» **What needs to be done**
With both ends included, repeat exactly the lines of the entries below from the one containing "Reviewer note: every instance of the woman's right" down to the one containing "Reviewer note: every instance of the dark window", and no others.

▬▬▬▬▬▬

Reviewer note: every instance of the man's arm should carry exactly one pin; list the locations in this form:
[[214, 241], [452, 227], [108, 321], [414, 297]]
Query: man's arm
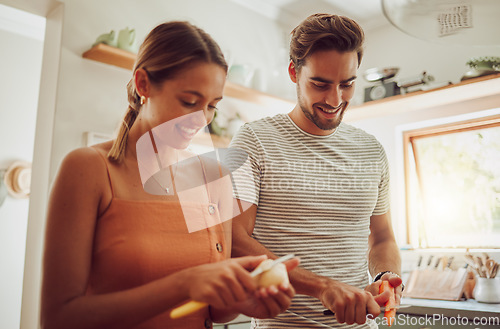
[[350, 304], [384, 252]]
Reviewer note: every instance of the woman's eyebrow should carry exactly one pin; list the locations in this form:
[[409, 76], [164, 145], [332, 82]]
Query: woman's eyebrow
[[323, 80]]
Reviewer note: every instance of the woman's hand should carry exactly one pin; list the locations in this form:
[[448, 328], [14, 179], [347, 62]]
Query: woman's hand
[[271, 301], [264, 302]]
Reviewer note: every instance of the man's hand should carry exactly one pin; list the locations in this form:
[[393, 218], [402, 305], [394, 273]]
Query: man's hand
[[350, 304], [394, 280]]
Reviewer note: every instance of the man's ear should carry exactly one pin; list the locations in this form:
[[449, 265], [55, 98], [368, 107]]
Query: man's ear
[[142, 84], [292, 72]]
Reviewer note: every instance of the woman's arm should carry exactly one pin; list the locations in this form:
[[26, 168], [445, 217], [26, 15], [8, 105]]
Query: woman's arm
[[73, 208]]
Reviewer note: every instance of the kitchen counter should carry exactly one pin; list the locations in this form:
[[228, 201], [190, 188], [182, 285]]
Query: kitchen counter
[[467, 308], [430, 312]]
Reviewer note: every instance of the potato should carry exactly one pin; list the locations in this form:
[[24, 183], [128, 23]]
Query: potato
[[274, 276]]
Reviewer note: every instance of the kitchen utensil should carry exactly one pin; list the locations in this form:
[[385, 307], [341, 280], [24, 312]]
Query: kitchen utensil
[[490, 265], [487, 290], [380, 74], [382, 309], [193, 306]]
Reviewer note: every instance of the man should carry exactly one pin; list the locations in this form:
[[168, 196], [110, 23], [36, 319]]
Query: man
[[317, 187]]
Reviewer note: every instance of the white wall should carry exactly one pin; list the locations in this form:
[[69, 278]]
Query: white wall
[[20, 64], [387, 46]]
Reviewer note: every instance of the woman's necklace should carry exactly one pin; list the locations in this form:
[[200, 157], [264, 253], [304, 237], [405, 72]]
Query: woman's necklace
[[159, 175]]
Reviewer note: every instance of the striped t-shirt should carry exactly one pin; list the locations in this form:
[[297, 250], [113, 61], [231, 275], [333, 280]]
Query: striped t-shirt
[[315, 196]]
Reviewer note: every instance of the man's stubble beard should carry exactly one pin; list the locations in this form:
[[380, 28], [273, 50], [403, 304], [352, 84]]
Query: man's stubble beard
[[314, 118]]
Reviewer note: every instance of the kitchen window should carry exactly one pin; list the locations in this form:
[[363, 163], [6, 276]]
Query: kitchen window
[[452, 175]]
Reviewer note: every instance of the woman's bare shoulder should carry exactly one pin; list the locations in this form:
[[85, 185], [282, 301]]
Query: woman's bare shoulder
[[85, 162]]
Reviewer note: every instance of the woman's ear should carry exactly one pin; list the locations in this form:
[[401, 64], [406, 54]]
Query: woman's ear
[[292, 72], [142, 84]]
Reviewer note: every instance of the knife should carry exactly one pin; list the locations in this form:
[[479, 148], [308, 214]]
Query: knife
[[382, 309], [193, 306]]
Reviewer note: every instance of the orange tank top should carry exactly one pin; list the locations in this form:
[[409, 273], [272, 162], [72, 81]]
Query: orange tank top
[[138, 241]]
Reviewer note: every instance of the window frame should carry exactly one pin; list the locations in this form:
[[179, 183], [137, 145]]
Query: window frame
[[410, 135]]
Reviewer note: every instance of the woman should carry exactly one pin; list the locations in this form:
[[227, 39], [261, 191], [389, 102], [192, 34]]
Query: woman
[[120, 254]]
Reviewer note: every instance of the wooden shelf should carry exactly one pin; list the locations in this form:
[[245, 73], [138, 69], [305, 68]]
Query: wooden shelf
[[111, 55], [124, 59], [467, 90]]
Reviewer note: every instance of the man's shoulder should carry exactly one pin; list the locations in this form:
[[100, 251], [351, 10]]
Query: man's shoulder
[[356, 134]]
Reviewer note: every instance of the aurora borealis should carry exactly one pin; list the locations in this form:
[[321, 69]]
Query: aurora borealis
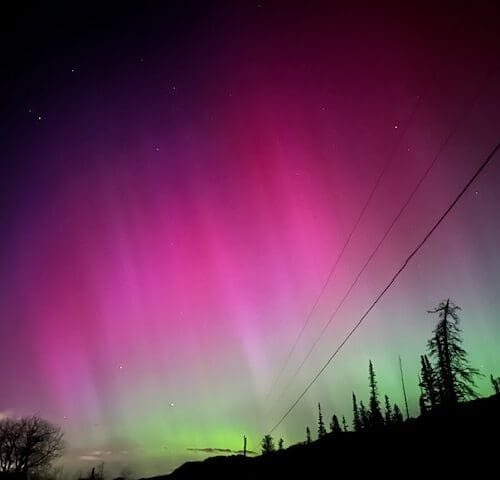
[[177, 182]]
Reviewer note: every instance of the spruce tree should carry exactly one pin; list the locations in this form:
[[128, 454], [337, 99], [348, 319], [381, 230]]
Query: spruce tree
[[321, 424], [356, 419], [335, 425], [428, 383], [365, 417], [397, 416], [344, 424], [267, 445], [422, 404], [388, 411], [375, 415], [454, 373], [495, 382]]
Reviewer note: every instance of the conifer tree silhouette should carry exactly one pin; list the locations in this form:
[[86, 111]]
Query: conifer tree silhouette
[[428, 384], [344, 424], [375, 415], [308, 435], [388, 411], [397, 416], [455, 375], [356, 420], [364, 415], [321, 424], [495, 382], [335, 425], [267, 445]]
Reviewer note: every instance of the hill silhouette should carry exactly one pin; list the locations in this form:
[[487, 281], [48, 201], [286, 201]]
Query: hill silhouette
[[444, 442]]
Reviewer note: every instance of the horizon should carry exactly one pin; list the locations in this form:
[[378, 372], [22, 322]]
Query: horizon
[[180, 181]]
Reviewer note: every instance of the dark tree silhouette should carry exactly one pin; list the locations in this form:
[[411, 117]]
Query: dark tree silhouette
[[375, 415], [364, 415], [356, 419], [455, 375], [388, 411], [267, 445], [428, 384], [495, 382], [335, 425], [344, 424], [397, 416], [422, 404], [321, 424], [28, 445]]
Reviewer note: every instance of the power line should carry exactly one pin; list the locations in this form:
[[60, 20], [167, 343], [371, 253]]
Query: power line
[[344, 247], [391, 282], [389, 229]]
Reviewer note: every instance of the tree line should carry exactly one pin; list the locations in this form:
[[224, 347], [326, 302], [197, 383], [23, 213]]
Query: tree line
[[446, 378]]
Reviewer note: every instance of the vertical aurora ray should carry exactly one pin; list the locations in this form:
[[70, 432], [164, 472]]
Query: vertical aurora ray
[[169, 223]]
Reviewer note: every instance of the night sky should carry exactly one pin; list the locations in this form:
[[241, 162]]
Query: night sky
[[177, 181]]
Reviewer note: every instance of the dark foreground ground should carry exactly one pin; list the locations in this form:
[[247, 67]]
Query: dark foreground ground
[[463, 443]]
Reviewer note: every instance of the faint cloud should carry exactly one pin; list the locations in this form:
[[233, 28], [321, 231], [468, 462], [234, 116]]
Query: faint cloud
[[218, 450]]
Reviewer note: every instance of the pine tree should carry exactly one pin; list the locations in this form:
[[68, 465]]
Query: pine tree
[[364, 415], [422, 404], [267, 445], [388, 411], [321, 424], [428, 383], [344, 424], [335, 425], [397, 416], [356, 419], [495, 382], [375, 415], [455, 375]]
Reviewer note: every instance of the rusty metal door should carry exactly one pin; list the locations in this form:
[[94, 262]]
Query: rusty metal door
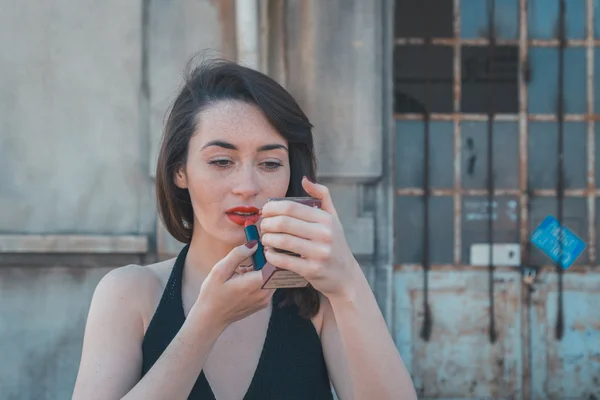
[[496, 109]]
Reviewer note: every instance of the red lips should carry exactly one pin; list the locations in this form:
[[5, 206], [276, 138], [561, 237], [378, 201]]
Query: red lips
[[242, 215]]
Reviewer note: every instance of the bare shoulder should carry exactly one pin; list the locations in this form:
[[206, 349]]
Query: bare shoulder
[[135, 288]]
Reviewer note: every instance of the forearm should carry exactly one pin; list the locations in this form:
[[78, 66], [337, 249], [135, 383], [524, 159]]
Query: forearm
[[176, 371], [375, 366]]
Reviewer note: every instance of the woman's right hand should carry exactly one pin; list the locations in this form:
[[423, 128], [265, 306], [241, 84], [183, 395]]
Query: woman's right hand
[[228, 296]]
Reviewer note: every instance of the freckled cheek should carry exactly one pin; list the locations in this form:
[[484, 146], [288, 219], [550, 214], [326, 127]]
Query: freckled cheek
[[275, 186], [206, 189]]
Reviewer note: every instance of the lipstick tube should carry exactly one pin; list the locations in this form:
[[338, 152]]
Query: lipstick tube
[[258, 258]]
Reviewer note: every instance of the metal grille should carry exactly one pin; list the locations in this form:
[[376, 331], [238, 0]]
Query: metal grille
[[436, 110], [524, 192]]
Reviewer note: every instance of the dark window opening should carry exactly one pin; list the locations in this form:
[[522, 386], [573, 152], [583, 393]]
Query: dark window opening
[[419, 18], [424, 74]]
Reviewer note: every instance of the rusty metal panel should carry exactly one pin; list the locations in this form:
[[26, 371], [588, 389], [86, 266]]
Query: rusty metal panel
[[569, 368], [518, 81], [458, 361]]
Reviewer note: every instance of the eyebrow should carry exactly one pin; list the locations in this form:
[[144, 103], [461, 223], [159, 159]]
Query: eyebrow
[[227, 145]]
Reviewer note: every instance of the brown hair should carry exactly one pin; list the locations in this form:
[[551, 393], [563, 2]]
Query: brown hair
[[205, 85]]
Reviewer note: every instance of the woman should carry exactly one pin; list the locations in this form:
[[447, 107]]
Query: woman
[[200, 326]]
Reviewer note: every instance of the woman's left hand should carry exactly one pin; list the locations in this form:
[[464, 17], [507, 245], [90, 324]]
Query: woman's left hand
[[317, 235]]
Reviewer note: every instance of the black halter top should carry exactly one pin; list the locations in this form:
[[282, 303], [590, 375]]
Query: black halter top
[[291, 364]]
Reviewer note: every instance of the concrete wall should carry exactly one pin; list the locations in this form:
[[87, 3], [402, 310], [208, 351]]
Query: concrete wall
[[83, 92]]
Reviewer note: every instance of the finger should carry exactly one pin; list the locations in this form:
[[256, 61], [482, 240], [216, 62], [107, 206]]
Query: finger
[[305, 248], [242, 269], [295, 210], [295, 264], [296, 227], [225, 268], [320, 192]]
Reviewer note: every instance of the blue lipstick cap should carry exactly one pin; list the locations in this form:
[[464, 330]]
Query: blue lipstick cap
[[258, 258]]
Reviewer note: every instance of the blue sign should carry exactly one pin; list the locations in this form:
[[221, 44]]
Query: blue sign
[[546, 237]]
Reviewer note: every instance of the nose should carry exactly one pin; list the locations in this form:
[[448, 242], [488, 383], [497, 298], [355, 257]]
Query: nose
[[246, 184]]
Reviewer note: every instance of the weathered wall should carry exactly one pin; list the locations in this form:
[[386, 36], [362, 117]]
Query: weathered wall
[[83, 89], [42, 317], [73, 157]]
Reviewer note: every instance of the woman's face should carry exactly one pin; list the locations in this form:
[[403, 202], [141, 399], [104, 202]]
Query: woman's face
[[236, 161]]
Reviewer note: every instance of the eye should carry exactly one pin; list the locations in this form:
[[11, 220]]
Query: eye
[[223, 163], [272, 165]]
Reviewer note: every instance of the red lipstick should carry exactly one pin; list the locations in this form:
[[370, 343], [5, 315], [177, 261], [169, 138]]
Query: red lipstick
[[242, 214]]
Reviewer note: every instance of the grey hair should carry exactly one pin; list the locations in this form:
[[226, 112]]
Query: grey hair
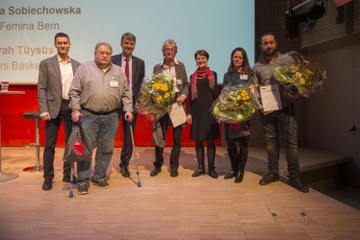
[[102, 44], [170, 42]]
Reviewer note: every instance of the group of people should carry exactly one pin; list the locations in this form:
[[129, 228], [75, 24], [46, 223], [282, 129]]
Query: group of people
[[100, 91]]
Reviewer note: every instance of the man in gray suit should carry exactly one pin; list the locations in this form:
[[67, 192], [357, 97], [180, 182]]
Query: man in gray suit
[[98, 90], [135, 69], [55, 76]]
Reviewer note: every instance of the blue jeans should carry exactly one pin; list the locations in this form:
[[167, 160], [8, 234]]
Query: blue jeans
[[52, 128], [101, 129], [285, 121]]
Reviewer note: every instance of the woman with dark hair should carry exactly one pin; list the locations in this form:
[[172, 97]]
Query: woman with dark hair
[[237, 135], [203, 91], [172, 67]]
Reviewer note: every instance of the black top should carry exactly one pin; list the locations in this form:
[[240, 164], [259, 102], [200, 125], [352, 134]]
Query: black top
[[204, 125]]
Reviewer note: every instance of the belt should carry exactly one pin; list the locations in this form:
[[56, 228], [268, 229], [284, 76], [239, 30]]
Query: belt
[[98, 113]]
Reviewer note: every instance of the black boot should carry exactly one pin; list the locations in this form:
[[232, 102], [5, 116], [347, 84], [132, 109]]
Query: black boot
[[232, 152], [242, 159], [200, 158], [211, 162]]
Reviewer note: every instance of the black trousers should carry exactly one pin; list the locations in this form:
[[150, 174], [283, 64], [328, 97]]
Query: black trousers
[[127, 147], [165, 122]]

▬▬▬▬▬▬

» **Result of this task**
Reviewer note: every instance of the woman's right hand should carry exactly one pin; list the locations in this form:
[[423, 128], [265, 306], [241, 84], [183, 395]]
Query: woman's right hand
[[228, 296]]
Reviewer note: every instance of the freckled cheek should carry exactly one pin; list the locations in this form:
[[484, 146], [288, 219], [550, 214], [326, 127]]
Query: freckled cheek
[[275, 186], [206, 189]]
Reviewer note: every instance of the lipstick tube should carry exactly one pin; list the locations in this form:
[[338, 152]]
Query: lipstick tube
[[258, 258]]
Reviewer note: every instance of the metal grille should carry exactly one pin; list the locations in this form:
[[376, 331], [238, 0]]
Query: metal grille
[[436, 110], [524, 192]]
Reviewer note: every instance of the dark window opening should carry exactly one pin; list the locations in this form:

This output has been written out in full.